WHAT YOU WILL DO:
Rename "motorcycle front wheel" to "motorbike front wheel" throughout the records below, and write the lines out again with everything else left the same.

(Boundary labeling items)
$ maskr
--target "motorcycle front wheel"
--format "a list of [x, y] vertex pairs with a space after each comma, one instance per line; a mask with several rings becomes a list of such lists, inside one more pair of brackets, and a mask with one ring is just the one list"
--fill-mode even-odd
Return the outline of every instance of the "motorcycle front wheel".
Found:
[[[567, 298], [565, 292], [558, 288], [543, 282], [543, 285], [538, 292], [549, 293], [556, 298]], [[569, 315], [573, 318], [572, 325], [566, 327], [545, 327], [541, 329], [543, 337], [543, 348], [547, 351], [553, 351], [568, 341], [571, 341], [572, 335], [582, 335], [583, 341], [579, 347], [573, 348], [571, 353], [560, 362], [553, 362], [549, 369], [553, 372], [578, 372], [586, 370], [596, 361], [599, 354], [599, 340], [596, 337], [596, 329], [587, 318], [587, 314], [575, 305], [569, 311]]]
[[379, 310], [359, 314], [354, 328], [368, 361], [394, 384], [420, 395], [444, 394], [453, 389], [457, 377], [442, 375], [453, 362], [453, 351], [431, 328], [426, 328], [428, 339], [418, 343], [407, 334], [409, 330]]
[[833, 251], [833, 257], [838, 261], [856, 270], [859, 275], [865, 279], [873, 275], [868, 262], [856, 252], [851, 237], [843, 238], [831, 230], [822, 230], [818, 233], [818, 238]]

COMPLETE RESPONSE:
$ maskr
--target "motorbike front wheel"
--format "a list of [x, y] vertex pairs with a space after each comma, one instance per line; a mask with several rings becomes a list of such lists, inside one more pair of brackets, and a mask with one ring is just the one list"
--fill-mode even-odd
Return the outline of every instance of the "motorbike front wheel".
Found:
[[[567, 298], [565, 292], [558, 288], [543, 282], [543, 285], [538, 292], [549, 293], [556, 298]], [[569, 315], [573, 318], [572, 325], [566, 327], [545, 327], [541, 329], [543, 337], [543, 348], [547, 351], [553, 351], [568, 341], [571, 341], [572, 335], [582, 335], [583, 341], [579, 347], [573, 348], [571, 353], [560, 362], [553, 362], [549, 369], [553, 372], [578, 372], [586, 370], [596, 361], [599, 354], [599, 340], [596, 337], [596, 329], [587, 318], [587, 314], [575, 305], [569, 311]]]
[[379, 310], [359, 314], [354, 328], [368, 361], [394, 384], [420, 395], [444, 394], [453, 389], [457, 377], [442, 375], [453, 362], [453, 351], [431, 328], [426, 328], [428, 339], [418, 343], [407, 334], [409, 330]]
[[833, 251], [833, 257], [838, 261], [856, 270], [859, 275], [865, 279], [873, 275], [868, 262], [856, 252], [851, 237], [843, 238], [831, 230], [822, 230], [818, 233], [818, 238]]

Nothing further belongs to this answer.